## What the exercise asks
Which lines in the entries below contain the word "black" with the same capitalization? Pick out each such line and copy it in full.

## Items
§
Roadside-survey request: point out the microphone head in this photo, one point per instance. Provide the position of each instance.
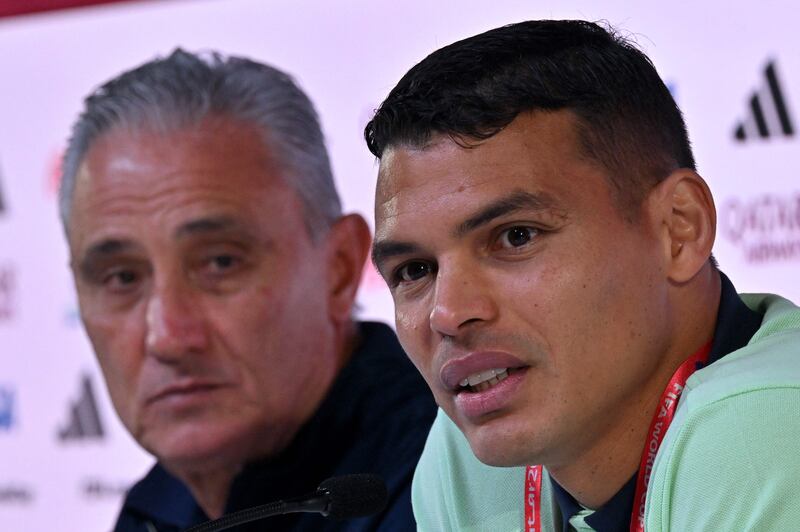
§
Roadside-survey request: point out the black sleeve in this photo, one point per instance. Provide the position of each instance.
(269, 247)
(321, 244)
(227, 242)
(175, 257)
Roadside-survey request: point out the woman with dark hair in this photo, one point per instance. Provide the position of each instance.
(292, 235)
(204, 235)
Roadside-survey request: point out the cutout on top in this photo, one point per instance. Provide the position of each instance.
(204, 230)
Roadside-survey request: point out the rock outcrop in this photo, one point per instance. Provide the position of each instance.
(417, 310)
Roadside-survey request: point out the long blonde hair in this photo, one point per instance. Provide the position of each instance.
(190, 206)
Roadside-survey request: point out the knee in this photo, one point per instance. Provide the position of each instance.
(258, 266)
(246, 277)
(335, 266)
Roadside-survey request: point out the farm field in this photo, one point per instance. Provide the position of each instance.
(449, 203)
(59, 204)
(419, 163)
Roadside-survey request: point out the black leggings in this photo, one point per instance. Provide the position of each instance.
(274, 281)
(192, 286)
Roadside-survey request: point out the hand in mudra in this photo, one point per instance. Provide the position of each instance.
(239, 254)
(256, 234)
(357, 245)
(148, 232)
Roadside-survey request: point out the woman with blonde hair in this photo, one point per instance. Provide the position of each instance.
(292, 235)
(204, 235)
§
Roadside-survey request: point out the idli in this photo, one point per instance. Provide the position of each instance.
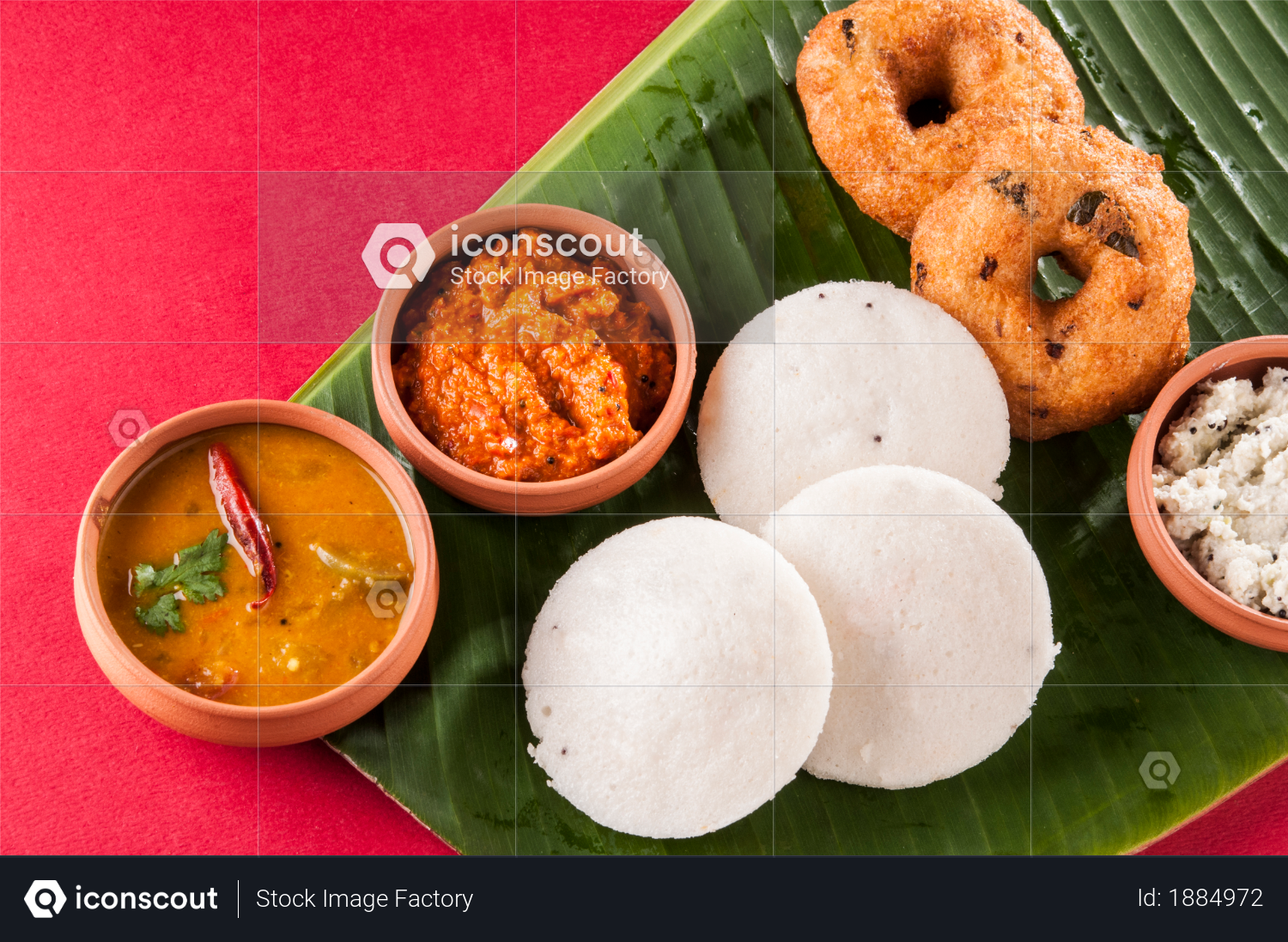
§
## Finished task
Roadside-survey request: point out the black sleeve in this photo, one point per instance. Provide the position of each instance.
Roadside-survey request: point out the black leggings in this photo, one point per instance. Provide the position of each instance.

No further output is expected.